Description of the task ▸ From the worldbuilding passage below, list each Avalon landmark whose name the passage explains, and give the stated reason for each name.

** BEGIN Source passage **

Worldbuilding is defined as “the process of creating a fictional world that can be as complex as designing an entirely new and unique location with exotic creatures, societies, religions, and governments.”
Most people think creating the story is the first step of a writer. Wrong. The first step is creating the world. Sure, the story is the idea, but you can’t have a story with the world it exists in. Whether that be another world like Middle Earth or a dystopian future, version of the United States, you need to create it first so you know the elements you’ll need in your story. We’re talking people and races, type of government, land masses, bodies of water, etc. Your cities will need names, what religion do they worship (if any), even the technology used (medieval, steampunk, cyber-tech, etc.) all need to be considered.
In the Forever Avalon series, I had to create the island of Avalon, from the various races, land masses, creatures, etc. It was a daunting task. I started with the capital, New Camelot, and worked out from there. A lot of my world building included a lot of research on myths and legends. From the Elven city of Alfheimer to the Dwarf mountain of Hursag, these are places within the our world mythology when it comes to Elves and Dwarfs. Since Avalon became a repository for all magic in the world (in my story), I wanted it to accurately portray the legends while adding my own touch.
When writing, you set your characters out on quests and journeys, and to do so, you need to know where they’re going and what lands or obstacles are in their way. Forests, mountain ranges, towns and cities all need to be identified with unique names and their own personality, for lack of a better word. In Avalon, the Fenris Mountains were named because the jagged peaks resembled the teeth of the legendary creature. Blackbriar Forest so named because, in the deep recesses of the woods, no light can pierce the canopy, leaving it a dark and dangerous place to travel. Merlin’s Pinnacle is a lone peak that stands separate from any mountain range, said to be the resting place of the eternal magician. These are just some of the places I created within the world of Forever Avalon, and even now, I’m adding or changing things as the story progresses.

** END Source passage **
** BEGIN Record excerpts **

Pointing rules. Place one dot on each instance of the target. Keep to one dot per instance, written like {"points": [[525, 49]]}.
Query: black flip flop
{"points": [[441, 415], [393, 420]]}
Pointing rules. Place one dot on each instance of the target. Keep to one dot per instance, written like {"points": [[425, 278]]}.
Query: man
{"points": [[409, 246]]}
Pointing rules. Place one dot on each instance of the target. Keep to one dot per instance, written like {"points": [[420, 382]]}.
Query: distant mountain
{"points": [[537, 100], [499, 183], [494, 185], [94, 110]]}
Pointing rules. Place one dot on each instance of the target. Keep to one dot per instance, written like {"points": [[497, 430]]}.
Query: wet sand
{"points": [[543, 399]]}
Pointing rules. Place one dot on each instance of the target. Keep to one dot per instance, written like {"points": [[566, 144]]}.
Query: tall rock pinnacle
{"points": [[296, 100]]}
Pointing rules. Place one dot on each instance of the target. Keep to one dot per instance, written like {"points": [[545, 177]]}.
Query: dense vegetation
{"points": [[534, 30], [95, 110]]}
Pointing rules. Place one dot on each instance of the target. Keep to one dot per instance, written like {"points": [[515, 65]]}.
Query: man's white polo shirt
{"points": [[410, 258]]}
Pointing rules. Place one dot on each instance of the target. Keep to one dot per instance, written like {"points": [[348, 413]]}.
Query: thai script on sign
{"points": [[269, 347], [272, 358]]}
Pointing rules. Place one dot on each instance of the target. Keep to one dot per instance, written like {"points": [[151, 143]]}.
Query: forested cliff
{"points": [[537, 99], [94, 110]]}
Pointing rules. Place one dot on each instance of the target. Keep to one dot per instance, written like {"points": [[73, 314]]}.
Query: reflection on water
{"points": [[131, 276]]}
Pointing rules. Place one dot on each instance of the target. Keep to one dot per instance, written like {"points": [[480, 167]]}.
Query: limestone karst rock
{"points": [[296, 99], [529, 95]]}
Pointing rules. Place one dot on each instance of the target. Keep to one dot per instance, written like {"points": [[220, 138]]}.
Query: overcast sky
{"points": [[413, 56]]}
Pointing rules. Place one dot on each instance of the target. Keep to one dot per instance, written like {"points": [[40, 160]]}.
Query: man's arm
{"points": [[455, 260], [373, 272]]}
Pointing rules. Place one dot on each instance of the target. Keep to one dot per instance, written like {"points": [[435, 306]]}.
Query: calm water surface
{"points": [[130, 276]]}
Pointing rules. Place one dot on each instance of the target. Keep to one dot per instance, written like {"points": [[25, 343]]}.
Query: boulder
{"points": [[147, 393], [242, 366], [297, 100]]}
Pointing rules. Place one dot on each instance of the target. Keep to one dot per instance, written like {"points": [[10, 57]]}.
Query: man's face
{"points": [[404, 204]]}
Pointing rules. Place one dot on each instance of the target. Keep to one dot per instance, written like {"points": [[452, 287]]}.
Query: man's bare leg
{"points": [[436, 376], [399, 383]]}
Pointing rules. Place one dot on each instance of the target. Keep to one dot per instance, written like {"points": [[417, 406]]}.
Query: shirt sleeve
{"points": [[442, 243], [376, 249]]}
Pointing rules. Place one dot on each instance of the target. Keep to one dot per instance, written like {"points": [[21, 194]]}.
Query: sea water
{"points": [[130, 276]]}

** END Record excerpts **

Solution for this task ▸
- **Fenris Mountains:** the jagged peaks resembled the teeth of the legendary creature.
- **Blackbriar Forest:** in the deep recesses of the woods, no light can pierce the canopy, which makes it a dark and dangerous place to travel.
- **Merlin's Pinnacle:** a lone peak standing apart from any mountain range, said to be the resting place of the eternal magician.